[Texto de origen]
********************
Las coincidencias: se cumplen este año sesenta años desde
el estreno de El ciudadano, la película escrita por Hermann J.
Mankiewicz y dirigida y protagonizada por Orson Welles, unánimemente
celebrada como una joya de la cinematografía de todos los tiempos,
estrenada en Nueva York el 1º de mayo de 1941 luego de una serie
de postergaciones producto de la obsecuencia de los amigos del magnate
de la prensa William Randolph Hearst, cuya vida y obra Mankiewicz
utilizó como principal fuente de inspiración para el guión
de la película. Se celebran también los treinta años
desde la publicación en la revista The New Yorker del largo artículo
de Pauline Kael (Raising Kane) que será objeto de estos
comentarios y que es, en sí mismo, un hito de la crítica
cinematográfica de todos los tiempos.
Publicado también ese año como libro, la edición
original en inglés incluye además dos veces el argumento
del film: el guión utilizado durante el rodaje y la transcripción
de la película, con los retoques, agregados y supresiones que se
hicieron al guión firmado por Welles y Mankiewicz (ganador del
Oscar el año de estreno de la película). En esa edición
se basó la primera traducción al castellano, realizada por
Daniel Landes y supervisada por Homero Alsina Thevenet para la ejemplar
edición de El libro de El ciudadano que Ediciones de la Flor distribuyó
en 1976, hace veinticinco años.
********************
[Entradas proporcionadas]
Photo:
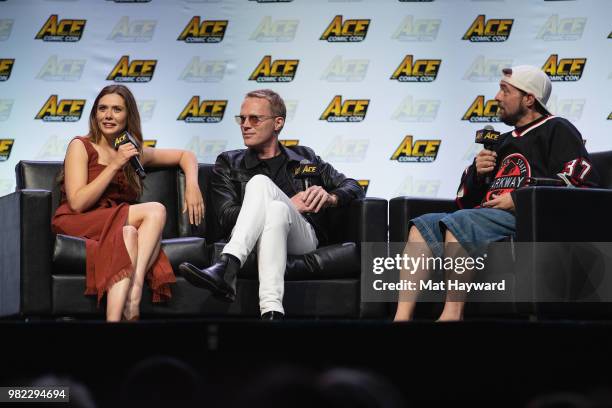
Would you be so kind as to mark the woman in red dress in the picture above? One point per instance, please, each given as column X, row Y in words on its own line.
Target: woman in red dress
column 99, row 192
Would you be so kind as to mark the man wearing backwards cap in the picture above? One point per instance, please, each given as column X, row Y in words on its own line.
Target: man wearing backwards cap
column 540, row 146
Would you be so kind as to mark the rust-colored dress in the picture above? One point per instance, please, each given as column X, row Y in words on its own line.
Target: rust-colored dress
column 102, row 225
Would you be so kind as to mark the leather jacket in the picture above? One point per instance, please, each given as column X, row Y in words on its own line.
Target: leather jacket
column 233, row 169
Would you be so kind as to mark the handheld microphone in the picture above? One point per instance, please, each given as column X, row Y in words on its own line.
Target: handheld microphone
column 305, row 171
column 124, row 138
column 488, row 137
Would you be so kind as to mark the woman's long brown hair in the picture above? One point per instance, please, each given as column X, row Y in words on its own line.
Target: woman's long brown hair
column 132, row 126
********************
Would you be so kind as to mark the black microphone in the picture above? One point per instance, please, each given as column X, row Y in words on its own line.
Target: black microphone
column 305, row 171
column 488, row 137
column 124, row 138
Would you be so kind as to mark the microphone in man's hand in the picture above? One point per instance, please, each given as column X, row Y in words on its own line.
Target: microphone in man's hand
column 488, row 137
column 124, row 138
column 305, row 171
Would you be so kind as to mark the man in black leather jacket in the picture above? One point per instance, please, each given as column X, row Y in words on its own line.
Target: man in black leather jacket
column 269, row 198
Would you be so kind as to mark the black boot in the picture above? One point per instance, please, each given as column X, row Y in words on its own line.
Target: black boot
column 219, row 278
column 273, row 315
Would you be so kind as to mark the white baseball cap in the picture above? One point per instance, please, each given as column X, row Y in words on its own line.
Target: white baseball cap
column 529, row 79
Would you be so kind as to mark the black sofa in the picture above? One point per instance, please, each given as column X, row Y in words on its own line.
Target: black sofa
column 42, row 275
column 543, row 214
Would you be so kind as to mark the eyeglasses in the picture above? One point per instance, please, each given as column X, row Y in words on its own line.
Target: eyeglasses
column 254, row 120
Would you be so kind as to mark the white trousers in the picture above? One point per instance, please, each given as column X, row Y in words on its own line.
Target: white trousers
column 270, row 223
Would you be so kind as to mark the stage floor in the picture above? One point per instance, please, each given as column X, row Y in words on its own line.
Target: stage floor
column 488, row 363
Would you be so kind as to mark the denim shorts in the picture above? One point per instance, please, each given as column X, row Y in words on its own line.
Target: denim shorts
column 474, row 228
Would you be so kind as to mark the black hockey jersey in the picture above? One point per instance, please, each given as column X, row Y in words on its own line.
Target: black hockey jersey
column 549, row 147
********************
[Consigna 1] Según el texto sobre El ciudadano, ¿en qué ciudad y en qué fecha se estrenó la película?
[Consigna 2] En las entradas, reescribe todo lo que va desde la línea que contiene "Would you be so kind as to mark the white trousers" hasta la que contiene "column 549, row 147", ambas incluidas. Sustituye "white trousers" por "beige trousers" sin modificar nada más.
El texto y las entradas proceden de fuentes distintas.

[Respuesta correcta 1] Se estrenó en Nueva York el 1º de mayo de 1941.

[Respuesta correcta 2]
Would you be so kind as to mark the beige trousers in the picture above? One point per instance, please, each given as column X, row Y in words on its own line.
Target: beige trousers
column 270, row 223
Would you be so kind as to mark the stage floor in the picture above? One point per instance, please, each given as column X, row Y in words on its own line.
Target: stage floor
column 488, row 363
Would you be so kind as to mark the denim shorts in the picture above? One point per instance, please, each given as column X, row Y in words on its own line.
Target: denim shorts
column 474, row 228
Would you be so kind as to mark the black hockey jersey in the picture above? One point per instance, please, each given as column X, row Y in words on its own line.
Target: black hockey jersey
column 549, row 147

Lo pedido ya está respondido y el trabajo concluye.